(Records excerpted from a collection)
···
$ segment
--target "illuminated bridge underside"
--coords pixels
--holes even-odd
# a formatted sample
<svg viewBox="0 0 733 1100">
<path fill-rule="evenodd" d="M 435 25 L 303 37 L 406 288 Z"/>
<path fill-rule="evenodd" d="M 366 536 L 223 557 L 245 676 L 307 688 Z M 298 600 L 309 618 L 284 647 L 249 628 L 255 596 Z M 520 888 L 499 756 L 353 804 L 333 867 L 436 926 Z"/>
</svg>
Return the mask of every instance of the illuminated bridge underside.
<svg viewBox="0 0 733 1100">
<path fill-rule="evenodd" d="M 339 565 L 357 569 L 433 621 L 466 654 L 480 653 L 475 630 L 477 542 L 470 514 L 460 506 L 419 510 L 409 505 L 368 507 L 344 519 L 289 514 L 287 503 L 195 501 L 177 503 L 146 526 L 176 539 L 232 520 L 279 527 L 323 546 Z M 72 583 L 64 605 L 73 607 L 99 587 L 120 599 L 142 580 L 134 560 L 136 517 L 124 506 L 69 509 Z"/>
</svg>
···
== Assigned task ==
Reproduce only the lines running from the one that contains "366 536 L 223" to the last line of the records.

== Expected output ==
<path fill-rule="evenodd" d="M 366 536 L 223 557 L 245 676 L 307 688 Z M 298 600 L 309 618 L 284 647 L 249 628 L 255 596 Z M 520 888 L 499 756 L 353 804 L 333 867 L 436 926 Z"/>
</svg>
Return the mask of every instance of the illuminated bridge underside.
<svg viewBox="0 0 733 1100">
<path fill-rule="evenodd" d="M 339 565 L 357 569 L 433 621 L 466 654 L 480 653 L 475 630 L 477 542 L 470 514 L 460 506 L 419 510 L 409 505 L 368 507 L 344 519 L 289 514 L 287 503 L 195 501 L 177 503 L 146 526 L 176 539 L 232 520 L 279 527 L 323 546 Z M 72 583 L 64 605 L 73 607 L 99 587 L 120 599 L 142 580 L 134 560 L 136 517 L 124 506 L 69 509 Z"/>
</svg>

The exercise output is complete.